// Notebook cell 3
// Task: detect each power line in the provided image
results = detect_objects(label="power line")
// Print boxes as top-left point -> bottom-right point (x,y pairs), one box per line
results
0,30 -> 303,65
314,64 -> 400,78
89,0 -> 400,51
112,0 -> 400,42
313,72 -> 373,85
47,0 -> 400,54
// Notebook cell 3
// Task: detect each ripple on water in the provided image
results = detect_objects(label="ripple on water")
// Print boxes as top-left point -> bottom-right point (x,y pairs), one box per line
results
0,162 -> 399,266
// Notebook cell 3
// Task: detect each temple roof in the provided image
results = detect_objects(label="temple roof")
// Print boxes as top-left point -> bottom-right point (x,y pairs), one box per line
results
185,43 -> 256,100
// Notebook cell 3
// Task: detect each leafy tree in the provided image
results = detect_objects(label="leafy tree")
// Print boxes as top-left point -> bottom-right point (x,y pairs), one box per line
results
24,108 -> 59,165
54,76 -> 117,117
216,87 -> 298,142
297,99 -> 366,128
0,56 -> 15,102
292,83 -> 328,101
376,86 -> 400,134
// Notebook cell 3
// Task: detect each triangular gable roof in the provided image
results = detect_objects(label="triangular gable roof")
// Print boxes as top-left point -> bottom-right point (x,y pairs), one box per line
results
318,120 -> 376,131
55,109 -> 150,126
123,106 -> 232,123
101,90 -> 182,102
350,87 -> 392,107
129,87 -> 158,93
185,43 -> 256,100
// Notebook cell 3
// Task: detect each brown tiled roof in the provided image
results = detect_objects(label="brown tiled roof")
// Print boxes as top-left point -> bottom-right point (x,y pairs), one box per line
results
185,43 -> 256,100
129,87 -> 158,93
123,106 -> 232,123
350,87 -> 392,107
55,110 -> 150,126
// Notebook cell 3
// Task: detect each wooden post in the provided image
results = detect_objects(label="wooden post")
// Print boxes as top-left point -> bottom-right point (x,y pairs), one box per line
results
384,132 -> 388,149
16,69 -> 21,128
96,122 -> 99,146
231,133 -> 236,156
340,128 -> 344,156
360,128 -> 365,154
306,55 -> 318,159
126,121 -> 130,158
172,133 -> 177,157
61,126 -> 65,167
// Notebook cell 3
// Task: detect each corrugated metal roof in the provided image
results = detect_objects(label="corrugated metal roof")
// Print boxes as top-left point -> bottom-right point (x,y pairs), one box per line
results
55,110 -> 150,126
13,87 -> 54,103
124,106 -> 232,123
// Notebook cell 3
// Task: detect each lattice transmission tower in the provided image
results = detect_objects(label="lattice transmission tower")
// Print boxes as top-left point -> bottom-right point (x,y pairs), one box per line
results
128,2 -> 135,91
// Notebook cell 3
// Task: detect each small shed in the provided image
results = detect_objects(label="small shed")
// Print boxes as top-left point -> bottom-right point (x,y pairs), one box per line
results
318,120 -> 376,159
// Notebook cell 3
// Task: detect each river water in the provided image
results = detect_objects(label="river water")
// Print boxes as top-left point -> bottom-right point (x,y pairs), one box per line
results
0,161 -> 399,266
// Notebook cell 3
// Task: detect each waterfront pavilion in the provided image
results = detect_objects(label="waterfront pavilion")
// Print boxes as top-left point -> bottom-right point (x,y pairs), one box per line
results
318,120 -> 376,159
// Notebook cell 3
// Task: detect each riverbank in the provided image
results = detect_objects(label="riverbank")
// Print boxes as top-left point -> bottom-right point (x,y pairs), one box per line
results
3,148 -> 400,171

> _Work item_:
Your task is to retype all the records above with nothing left out.

> _Solution to this exercise_:
// Notebook cell 3
// Task: detect each power line in the provided image
results = detect_objects(label="power line")
// Print boxes as top-left point -> bottom-right point (x,y pairs), one box per line
results
0,30 -> 303,65
314,64 -> 400,78
89,0 -> 400,51
112,0 -> 400,42
313,72 -> 373,85
47,0 -> 400,54
// Notebook cell 3
// Task: detect each ripple on water in the provided image
results = detect_objects(label="ripple on water")
// Print boxes as top-left point -> bottom-right point (x,y pairs), one box per line
results
0,162 -> 399,266
// Notebook cell 3
// Task: detect each temple roof in the provided image
results = detect_objects(label="temple roof")
// Print boxes as top-left point -> bottom-right point (x,y pairs), one box per line
results
185,43 -> 256,100
// Notebook cell 3
// Task: detect each leafy tree in the provided image
results = detect_objects(label="leafy tree")
// Print boxes as top-left point -> bottom-right point (x,y pairs), one box per line
results
24,108 -> 59,165
54,76 -> 117,117
216,87 -> 298,142
297,99 -> 366,128
0,56 -> 15,102
292,83 -> 328,101
376,86 -> 400,134
// Notebook cell 3
// Task: detect each triangular gable roof in the provided image
results = detect_objects(label="triangular gable roof")
// Print boxes as top-left point -> bottom-right point (x,y pairs), one box per line
results
318,120 -> 376,131
55,109 -> 150,126
123,106 -> 232,123
101,90 -> 182,102
350,87 -> 392,107
129,87 -> 158,93
185,43 -> 256,100
// Notebook cell 3
// Task: detect each brown tiled roof in the provided image
results = detect_objects(label="brown tiled roof")
// Print boxes as top-left point -> bottom-right point (x,y pairs), one box per line
results
185,43 -> 256,100
129,87 -> 158,93
123,106 -> 232,123
350,87 -> 392,107
55,110 -> 150,126
// Notebook cell 3
// Task: detect each wooden post in the provided image
results = detect_objects(label="wooden post")
// Print boxes as top-left point -> bottom-right point (x,y pairs), one box per line
results
384,132 -> 388,149
16,69 -> 21,128
96,122 -> 99,146
231,133 -> 236,156
340,128 -> 344,156
360,128 -> 365,154
306,55 -> 318,159
126,121 -> 130,158
172,133 -> 177,157
61,126 -> 65,167
// Notebook cell 3
// Task: detect each corrugated metal roof in the provided image
results = detect_objects(label="corrugated metal roof")
// Print boxes as top-left point -> bottom-right point (x,y pairs), one box per line
results
55,110 -> 150,126
13,87 -> 54,103
124,106 -> 232,123
// Notebook cell 3
// Task: detect each lattice transmission tower in the provided image
results = detect_objects(label="lattice transmission tower")
// Print boxes as top-left point -> bottom-right point (x,y pairs), one box per line
results
128,2 -> 135,91
// Notebook cell 3
// Task: detect each small shed in the provided image
results = detect_objects(label="small shed")
// Print boxes as top-left point -> bottom-right point (x,y pairs), one box per line
results
318,120 -> 376,159
// Notebook cell 3
// Task: detect each river water in the provided image
results = detect_objects(label="river water")
// Print boxes as top-left point -> bottom-right point (x,y pairs), one box per line
results
0,161 -> 399,266
// Notebook cell 3
// Task: detect each waterfront pavilion in the provided image
results = detect_objects(label="waterfront pavilion")
// Print boxes as top-left point -> bottom-right point (x,y pairs), one box per line
results
318,120 -> 376,159
// Notebook cell 3
// Task: detect each riverbank in the provided image
results = detect_objects(label="riverbank")
// Print boxes as top-left point -> bottom-right point (x,y pairs), one box per line
results
3,148 -> 400,171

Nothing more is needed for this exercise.